Reporting bugs / submitting patches.
-----------------------------------

Although the current version is perfect and bug free, you can still
send bug reports, feature requests and patches to me at:

[email protected]

I will try to maintain CVSps and make releases regularly.  The most
recent version of CVSps will always be available at
http://www.cobite.com/cvsps

Special thanks to my employer Cobite and Robert Lippman, who've given
me time to develop this tool.

The source you're reading is taken from the unofficial fork of CVSps.
As the upstream seemed basically dead, I took the liberty of merging
patches from http://ydirson.free.fr/en/software/scm/cvsps.html and
some of my own changes (autotools support, gnulib portability support)
and publishing them for all to use on GitHub.

-*-

# Problem requirements
Please copy the CVSps note on reporting bugs and submitting patches word for word, from its heading to its last line.

-*-

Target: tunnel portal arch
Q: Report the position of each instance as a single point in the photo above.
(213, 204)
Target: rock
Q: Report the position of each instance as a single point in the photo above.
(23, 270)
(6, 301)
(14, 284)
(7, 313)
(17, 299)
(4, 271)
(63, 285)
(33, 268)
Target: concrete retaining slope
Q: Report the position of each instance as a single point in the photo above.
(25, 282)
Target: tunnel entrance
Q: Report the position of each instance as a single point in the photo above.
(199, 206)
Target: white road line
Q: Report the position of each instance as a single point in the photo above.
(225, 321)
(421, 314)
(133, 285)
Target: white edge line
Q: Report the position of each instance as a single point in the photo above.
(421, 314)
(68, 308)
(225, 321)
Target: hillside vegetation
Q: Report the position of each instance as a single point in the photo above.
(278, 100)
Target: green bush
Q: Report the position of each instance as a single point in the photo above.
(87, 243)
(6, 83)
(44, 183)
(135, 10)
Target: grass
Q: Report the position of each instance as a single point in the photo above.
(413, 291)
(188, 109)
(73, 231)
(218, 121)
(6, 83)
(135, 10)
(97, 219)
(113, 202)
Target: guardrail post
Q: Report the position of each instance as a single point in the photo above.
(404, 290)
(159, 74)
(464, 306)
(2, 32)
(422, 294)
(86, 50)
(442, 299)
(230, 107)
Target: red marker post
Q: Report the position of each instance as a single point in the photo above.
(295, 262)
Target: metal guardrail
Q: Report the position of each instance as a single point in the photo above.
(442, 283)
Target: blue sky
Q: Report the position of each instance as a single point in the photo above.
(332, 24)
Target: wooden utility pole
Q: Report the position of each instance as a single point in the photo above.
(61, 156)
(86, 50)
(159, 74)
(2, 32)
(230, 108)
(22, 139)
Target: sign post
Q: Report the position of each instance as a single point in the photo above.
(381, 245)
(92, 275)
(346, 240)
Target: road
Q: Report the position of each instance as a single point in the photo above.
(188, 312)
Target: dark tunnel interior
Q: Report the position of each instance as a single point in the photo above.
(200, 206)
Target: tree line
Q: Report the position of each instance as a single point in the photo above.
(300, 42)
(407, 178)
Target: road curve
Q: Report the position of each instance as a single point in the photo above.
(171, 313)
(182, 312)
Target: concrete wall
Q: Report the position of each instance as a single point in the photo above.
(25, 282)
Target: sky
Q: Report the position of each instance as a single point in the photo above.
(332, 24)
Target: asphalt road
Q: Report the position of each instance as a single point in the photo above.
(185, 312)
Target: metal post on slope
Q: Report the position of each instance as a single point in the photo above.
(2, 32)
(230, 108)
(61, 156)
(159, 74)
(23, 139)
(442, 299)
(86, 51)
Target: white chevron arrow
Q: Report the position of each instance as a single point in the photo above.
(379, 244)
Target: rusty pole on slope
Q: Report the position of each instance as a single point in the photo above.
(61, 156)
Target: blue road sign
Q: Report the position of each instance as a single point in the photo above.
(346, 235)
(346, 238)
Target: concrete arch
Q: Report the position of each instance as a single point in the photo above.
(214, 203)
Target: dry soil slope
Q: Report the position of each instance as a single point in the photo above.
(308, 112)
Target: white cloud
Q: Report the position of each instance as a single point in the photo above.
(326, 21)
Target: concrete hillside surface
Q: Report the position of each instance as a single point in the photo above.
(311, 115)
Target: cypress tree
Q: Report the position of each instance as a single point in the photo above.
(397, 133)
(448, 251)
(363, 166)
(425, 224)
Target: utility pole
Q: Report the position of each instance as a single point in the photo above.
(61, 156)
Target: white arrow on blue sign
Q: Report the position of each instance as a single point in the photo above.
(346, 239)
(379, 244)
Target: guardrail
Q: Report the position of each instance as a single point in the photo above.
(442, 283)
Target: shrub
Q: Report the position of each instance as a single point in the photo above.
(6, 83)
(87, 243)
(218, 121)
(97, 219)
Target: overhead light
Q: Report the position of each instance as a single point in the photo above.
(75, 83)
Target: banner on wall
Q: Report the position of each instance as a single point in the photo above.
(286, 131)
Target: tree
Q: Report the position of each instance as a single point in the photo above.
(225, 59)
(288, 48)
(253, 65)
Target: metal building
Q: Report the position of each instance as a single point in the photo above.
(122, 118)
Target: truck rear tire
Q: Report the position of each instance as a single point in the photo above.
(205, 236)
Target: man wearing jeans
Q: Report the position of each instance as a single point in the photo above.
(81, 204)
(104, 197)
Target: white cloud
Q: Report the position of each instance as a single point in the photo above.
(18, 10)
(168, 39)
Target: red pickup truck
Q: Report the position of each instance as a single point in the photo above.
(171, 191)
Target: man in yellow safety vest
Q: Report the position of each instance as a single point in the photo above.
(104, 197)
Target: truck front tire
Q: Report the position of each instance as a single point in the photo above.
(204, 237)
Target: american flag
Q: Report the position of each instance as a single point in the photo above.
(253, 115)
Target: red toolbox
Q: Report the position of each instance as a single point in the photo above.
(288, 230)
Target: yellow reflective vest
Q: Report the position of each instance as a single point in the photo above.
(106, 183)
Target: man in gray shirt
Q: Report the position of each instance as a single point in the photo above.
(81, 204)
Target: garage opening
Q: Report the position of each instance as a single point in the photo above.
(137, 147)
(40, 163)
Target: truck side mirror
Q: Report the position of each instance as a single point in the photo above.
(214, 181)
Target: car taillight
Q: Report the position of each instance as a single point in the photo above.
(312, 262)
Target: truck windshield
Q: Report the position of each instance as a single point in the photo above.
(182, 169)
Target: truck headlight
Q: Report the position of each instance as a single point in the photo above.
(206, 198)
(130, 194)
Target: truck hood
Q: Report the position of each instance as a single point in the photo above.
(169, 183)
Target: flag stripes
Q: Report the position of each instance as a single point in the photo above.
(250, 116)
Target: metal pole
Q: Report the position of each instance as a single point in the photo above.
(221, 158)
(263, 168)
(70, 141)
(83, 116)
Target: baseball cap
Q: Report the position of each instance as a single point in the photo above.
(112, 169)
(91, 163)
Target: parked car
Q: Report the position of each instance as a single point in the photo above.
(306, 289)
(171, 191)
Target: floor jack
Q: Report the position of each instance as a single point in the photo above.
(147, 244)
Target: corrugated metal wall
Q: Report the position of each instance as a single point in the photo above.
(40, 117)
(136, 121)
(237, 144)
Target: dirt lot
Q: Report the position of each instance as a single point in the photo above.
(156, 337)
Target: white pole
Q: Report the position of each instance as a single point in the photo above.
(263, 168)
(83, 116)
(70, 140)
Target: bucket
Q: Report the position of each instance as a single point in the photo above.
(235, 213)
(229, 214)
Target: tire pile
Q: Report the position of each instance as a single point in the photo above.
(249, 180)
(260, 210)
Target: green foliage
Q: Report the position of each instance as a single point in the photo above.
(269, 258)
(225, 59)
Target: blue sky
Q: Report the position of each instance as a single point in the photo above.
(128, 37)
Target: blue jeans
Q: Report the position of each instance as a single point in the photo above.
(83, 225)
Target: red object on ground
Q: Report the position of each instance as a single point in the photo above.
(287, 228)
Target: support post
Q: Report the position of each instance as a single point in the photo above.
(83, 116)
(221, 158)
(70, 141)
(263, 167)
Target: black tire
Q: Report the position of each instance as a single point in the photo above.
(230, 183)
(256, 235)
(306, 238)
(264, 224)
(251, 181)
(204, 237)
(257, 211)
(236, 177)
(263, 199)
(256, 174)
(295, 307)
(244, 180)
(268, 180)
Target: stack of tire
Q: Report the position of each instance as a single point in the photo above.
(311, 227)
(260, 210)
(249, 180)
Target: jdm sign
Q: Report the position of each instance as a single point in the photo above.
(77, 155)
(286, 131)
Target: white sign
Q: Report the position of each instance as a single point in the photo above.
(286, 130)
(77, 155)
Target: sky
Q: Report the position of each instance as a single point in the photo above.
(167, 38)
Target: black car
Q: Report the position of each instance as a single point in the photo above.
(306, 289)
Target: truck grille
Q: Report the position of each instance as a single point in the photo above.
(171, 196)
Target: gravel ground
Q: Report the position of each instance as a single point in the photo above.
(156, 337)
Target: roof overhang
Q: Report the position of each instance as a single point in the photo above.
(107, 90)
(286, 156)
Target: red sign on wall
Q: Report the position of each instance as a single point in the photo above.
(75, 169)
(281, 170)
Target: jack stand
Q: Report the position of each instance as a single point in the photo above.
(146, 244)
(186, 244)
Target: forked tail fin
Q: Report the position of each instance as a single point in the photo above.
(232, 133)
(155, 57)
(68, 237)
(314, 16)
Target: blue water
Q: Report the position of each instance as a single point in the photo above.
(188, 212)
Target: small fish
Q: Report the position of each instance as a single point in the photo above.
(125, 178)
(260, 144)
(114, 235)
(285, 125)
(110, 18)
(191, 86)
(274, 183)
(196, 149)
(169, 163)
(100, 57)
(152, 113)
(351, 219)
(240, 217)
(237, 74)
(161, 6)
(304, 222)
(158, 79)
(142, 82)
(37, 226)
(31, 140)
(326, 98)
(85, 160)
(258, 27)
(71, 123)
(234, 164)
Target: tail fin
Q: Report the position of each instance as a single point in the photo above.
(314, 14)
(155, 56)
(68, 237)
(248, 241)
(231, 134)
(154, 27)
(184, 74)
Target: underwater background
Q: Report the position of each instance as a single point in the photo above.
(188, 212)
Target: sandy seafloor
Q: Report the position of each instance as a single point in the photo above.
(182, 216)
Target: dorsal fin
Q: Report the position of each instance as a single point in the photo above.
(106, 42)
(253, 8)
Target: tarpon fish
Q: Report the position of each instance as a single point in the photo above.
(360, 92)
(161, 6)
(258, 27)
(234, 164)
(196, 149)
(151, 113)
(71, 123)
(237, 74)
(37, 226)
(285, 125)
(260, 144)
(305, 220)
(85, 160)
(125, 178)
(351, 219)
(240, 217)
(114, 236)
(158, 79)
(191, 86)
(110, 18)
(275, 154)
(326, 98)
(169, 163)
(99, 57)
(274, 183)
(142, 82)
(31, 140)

-*-

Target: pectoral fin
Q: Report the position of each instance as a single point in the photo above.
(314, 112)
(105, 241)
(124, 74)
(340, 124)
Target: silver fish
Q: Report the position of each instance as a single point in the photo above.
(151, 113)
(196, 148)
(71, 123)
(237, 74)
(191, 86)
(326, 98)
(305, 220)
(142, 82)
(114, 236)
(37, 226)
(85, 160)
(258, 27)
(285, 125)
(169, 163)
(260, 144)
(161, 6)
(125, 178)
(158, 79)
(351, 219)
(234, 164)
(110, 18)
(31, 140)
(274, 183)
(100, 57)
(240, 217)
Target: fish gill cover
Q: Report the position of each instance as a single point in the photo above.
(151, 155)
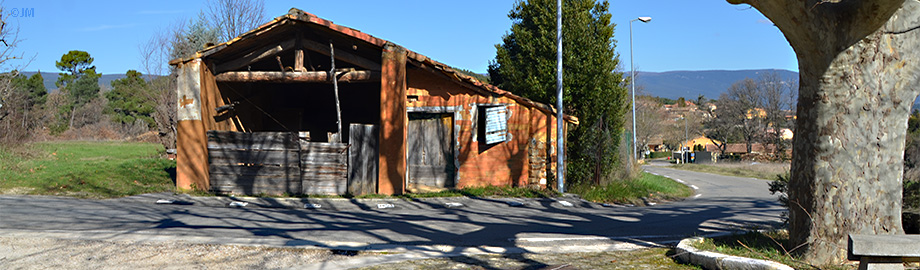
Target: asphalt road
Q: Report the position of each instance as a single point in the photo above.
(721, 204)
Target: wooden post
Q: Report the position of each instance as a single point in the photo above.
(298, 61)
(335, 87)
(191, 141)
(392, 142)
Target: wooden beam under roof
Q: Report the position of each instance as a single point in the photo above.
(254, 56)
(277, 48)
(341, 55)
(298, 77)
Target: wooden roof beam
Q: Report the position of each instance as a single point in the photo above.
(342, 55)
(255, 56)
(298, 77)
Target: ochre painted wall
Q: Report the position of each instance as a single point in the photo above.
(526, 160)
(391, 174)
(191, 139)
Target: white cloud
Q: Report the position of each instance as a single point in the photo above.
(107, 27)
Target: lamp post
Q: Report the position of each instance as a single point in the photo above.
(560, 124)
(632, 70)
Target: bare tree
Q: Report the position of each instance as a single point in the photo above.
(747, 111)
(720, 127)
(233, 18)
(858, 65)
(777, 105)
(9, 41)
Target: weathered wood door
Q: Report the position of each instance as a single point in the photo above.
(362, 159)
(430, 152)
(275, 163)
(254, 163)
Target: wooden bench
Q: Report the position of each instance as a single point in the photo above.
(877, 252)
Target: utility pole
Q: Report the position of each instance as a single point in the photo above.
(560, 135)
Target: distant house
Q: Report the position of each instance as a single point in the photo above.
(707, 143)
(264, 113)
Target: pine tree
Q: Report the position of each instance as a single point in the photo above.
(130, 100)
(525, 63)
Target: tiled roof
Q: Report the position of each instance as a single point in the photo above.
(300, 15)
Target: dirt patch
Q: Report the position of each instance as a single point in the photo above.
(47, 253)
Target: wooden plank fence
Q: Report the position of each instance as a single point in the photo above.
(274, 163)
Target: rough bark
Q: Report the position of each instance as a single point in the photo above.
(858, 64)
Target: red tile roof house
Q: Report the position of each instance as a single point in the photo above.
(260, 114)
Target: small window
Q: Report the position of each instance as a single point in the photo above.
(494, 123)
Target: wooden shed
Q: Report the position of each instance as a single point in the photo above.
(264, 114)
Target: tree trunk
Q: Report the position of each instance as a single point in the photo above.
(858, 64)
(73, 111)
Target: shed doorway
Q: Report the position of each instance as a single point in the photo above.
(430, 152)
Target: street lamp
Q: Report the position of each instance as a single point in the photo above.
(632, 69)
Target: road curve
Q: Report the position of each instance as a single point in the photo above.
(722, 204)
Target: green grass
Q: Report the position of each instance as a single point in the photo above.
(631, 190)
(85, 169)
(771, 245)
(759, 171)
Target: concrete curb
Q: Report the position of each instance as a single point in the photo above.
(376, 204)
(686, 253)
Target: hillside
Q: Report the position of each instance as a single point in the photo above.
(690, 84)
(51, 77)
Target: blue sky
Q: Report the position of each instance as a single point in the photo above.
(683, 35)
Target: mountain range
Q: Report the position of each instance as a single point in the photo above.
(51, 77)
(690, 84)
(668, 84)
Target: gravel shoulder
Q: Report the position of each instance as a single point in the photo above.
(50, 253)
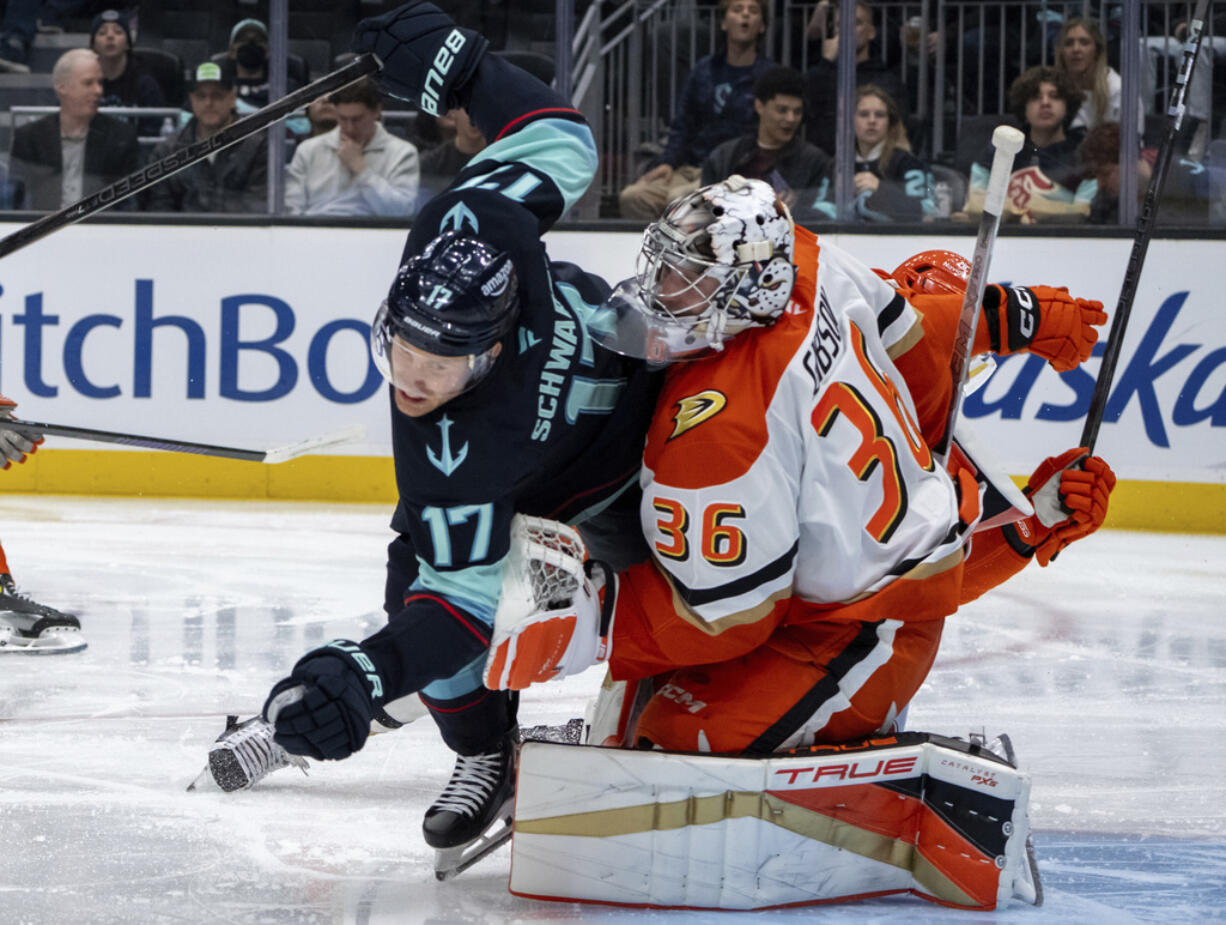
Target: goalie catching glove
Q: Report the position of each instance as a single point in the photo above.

-*-

# Written response
Reporting bugs / submitting patches.
-----------------------------------

Although the current version is perfect and bug free, you can still
send bug reports, feature requests and patches to me at:

[email protected]

I will try to maintain CVSps and make releases regularly.  The most
recent version of CVSps will always be available at
http://www.cobite.com/cvsps

Special thanks to my employer Cobite and Robert Lippman, who've given
me time to develop this tool.

The source you're reading is taken from the unofficial fork of CVSps.
As the upstream seemed basically dead, I took the liberty of merging
patches from http://ydirson.free.fr/en/software/scm/cvsps.html and
some of my own changes (autotools support, gnulib portability support)
and publishing them for all to use on GitHub.